[Text block]

* * *

Felix the cat in Feline Follies (1919).
Snow White and The Seven Dwarfs (1937).
Much ink has been spilled on animation's rapid early evolution and the artistic as well as organizational forces that made it possible. What I want to investigate in this post is the simple observation that video games have not, by any standard, had their Disney moment yet. When animated characters become interactive characters (or non-player characters, NPCs), the illusion tends to break quickly.
Three NPCs in identical 'idle-loops' in Animal Crossing: New Horizons (2020).
Unresponsive NPC in Cyberpunk 2077 (2020).
Trying to feed an NPC in Pokémon Go AR (2019).
I have yet to come across a AAA game with NPCs whose behaviors aren't mechanistic, repetitive, and clumsy. In fact, believable NPCs are so rare across all games that I've had to search long and hard to find examples for this post.

* * *

Recorded data:
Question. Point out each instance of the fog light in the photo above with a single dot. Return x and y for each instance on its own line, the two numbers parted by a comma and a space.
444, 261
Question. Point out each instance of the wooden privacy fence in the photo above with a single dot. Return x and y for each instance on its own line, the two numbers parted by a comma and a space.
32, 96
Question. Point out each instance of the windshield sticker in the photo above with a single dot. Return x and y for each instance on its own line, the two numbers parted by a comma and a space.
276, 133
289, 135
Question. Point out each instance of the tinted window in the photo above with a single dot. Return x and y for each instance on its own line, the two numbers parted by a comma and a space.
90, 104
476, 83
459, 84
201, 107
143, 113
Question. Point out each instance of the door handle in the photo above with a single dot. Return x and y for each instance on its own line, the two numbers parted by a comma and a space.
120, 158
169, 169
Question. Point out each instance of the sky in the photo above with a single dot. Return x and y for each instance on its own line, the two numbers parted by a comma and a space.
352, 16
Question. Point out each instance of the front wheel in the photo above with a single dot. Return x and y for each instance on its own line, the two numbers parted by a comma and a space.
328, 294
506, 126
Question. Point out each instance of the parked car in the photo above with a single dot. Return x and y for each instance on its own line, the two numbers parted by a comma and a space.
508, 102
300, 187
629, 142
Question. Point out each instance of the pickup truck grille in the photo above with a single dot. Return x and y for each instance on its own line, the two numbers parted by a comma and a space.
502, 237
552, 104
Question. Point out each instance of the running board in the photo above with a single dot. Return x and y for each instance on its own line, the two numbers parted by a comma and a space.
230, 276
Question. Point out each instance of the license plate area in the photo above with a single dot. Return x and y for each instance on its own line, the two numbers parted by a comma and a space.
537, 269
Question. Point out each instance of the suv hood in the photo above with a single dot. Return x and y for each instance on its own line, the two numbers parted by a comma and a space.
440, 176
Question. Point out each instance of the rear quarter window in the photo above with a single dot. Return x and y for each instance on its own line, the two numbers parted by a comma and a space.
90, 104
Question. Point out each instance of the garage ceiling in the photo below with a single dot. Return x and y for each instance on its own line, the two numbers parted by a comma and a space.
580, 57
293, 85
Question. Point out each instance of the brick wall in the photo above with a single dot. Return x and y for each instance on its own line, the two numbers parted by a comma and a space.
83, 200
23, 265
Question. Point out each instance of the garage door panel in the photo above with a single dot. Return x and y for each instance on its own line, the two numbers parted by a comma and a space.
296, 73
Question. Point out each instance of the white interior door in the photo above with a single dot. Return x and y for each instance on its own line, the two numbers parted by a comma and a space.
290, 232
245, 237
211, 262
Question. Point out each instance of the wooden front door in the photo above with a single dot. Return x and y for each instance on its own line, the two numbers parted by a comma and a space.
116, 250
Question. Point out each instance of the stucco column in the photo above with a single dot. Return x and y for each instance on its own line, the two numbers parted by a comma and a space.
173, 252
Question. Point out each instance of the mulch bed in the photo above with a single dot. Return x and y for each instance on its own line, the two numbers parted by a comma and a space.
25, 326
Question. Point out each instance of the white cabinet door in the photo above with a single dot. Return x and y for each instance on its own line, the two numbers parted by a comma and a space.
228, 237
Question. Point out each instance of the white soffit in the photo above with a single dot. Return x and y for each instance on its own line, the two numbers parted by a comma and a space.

* * *

[Exercise A] Name every video game that the passage on video game NPCs mentions.
[Exercise B] Reproduce word for word everything in the passage on video game NPCs from "I have yet to" down to "for this post.".

[Written solution A]
Animal Crossing: New Horizons
Cyberpunk 2077
Pokémon Go AR

[Written solution B]
I have yet to come across a AAA game with NPCs whose behaviors aren't mechanistic, repetitive, and clumsy. In fact, believable NPCs are so rare across all games that I've had to search long and hard to find examples for this post.